This blog post was written by Laura Moberg, a graduate student in the Dual Master of Archival Studies and Master of Library and Information Studies program at the UBC School of Information.
As a project for the course ARST 556L/LIBR 514L: Metadata in the fall of 2021, I worked with the UBC Library Digitization Centre to perform quality control and metadata cleanup for the UBC Institute of Fisheries Field Records (UBC IFFR) collection (see Figure 1). This is a digitized collection available on UBC Library’s Open Collections which includes over 11,000 field records describing fish specimens held in the Beaty Biodiversity Museum’s Fish Collection. The digital collection’s metadata needed to be processed before the collection could be migrated from the Digitization Centre’s legacy content management system, CONTENTdm, to the new Digital Asset Management System (DAMS), DSpace. The main objective of my project was to ensure that the UBC IFFR collection’s metadata aligned with the Digitization Centre’s metadata standards. Most importantly, Digital Identifiers needed to be assigned to the items in order to match the metadata to the digital files in the DAMS migration process.
Figure 1: Homepage of the UBC Institute of Fisheries Field Records collection on Open Collections.
- Reviewing the Digitization Centre’s Metadata Manual
As the goal of this project was to align the UBC IFFR collection with established metadata standards, my first step was to review and become familiar with the Digitization Centre’s Metadata Manual. This metadata schema includes information about which metadata fields are mandatory or optional and instructions on how to assign values for each field. The UBC IFFR collection is unique because it includes a collection-specific metadata schema with fields not used for other collections (see Figure 2). This schema maps to the template structuring the field records, which were filled out by typewriter or by hand (see Figure 3). Because so much work was put into manually transcribing these fields during the digitization process, they were preserved in the metadata cleanup.
Figure 2: Metadata schema for the UBC Institute of Fisheries Field Records collection which maps to the field record template.
Figure 3: A sample UBC Institute of Fisheries field record which has been filled out by typewriter and by hand (B.C. 59-65, image cropped).
- Quality control and assigning Digital Identifiers
The next step in the project was to assign Digital Identifiers for the items. According to the Digitization Centre’s Metadata Manual (p. 24), these identifiers correspond to the file names of the digital objects (without the file extensions) and are usually based on the access identifier or call number of an item. In the case of the UBC IFFR collection, the Digital Identifiers were based on the Catalogue Numbers originally assigned by the UBC Institute of Fisheries and found on the records themselves. As an example, the field record with the Catalogue Number B.C. 61-78 has the file name/Digital Identifier bc61_078.

Data in this exercise

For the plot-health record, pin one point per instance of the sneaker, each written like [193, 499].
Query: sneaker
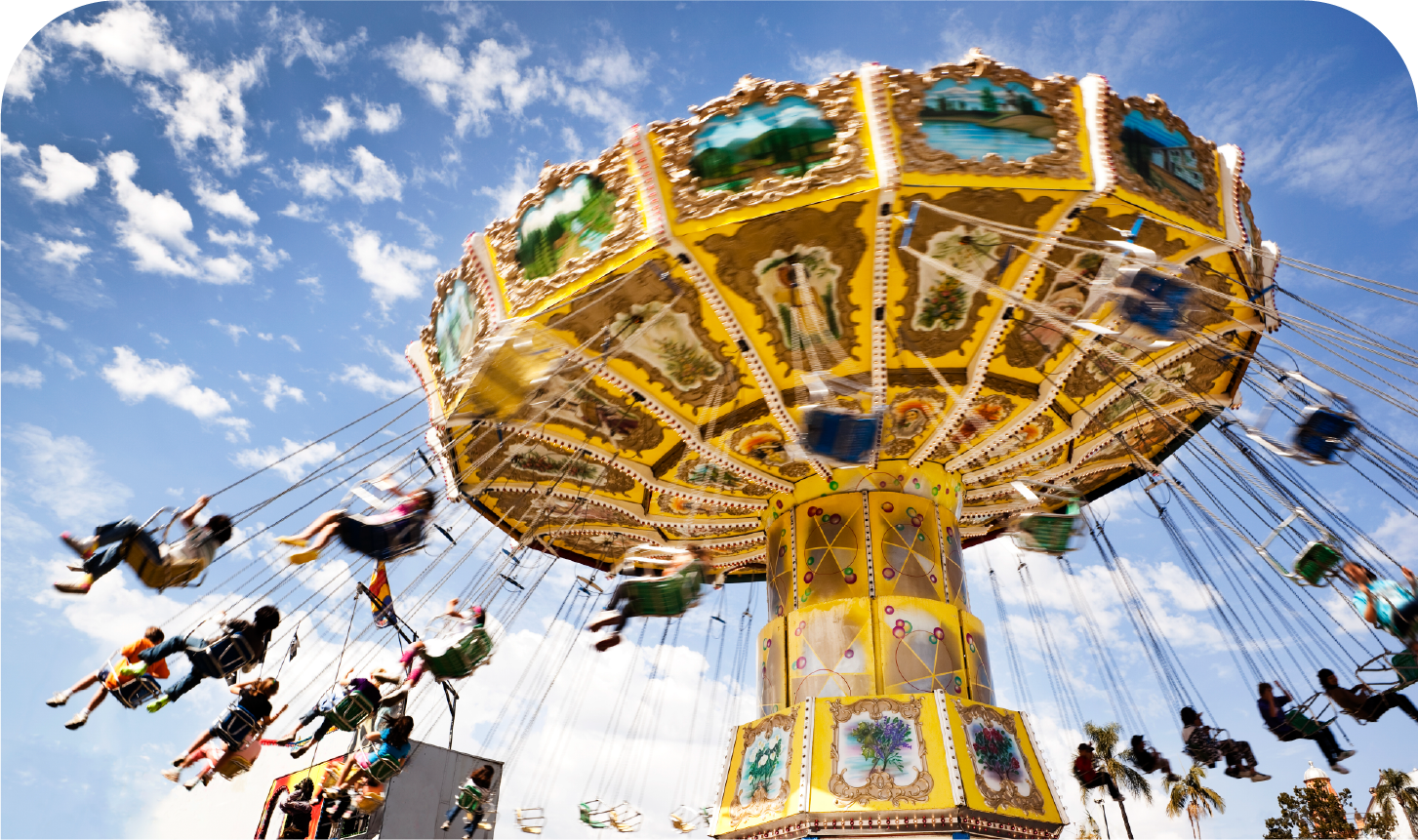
[77, 588]
[81, 545]
[304, 555]
[603, 620]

Set tasks
1. Extract everything from "Figure 3: A" down to "name/Digital Identifier bc61_078." in the post on the fisheries field records metadata cleanup, unchanged.
2. Copy all of the records above word for word, leaving out the pictures.

Complete answers
1.
Figure 3: A sample UBC Institute of Fisheries field record which has been filled out by typewriter and by hand (B.C. 59-65, image cropped).
- Quality control and assigning Digital Identifiers
The next step in the project was to assign Digital Identifiers for the items. According to the Digitization Centre’s Metadata Manual (p. 24), these identifiers correspond to the file names of the digital objects (without the file extensions) and are usually based on the access identifier or call number of an item. In the case of the UBC IFFR collection, the Digital Identifiers were based on the Catalogue Numbers originally assigned by the UBC Institute of Fisheries and found on the records themselves. As an example, the field record with the Catalogue Number B.C. 61-78 has the file name/Digital Identifier bc61_078.

2.
For the plot-health record, pin one point per instance of the sneaker, each written like [193, 499].
Query: sneaker
[77, 588]
[81, 545]
[304, 555]
[603, 620]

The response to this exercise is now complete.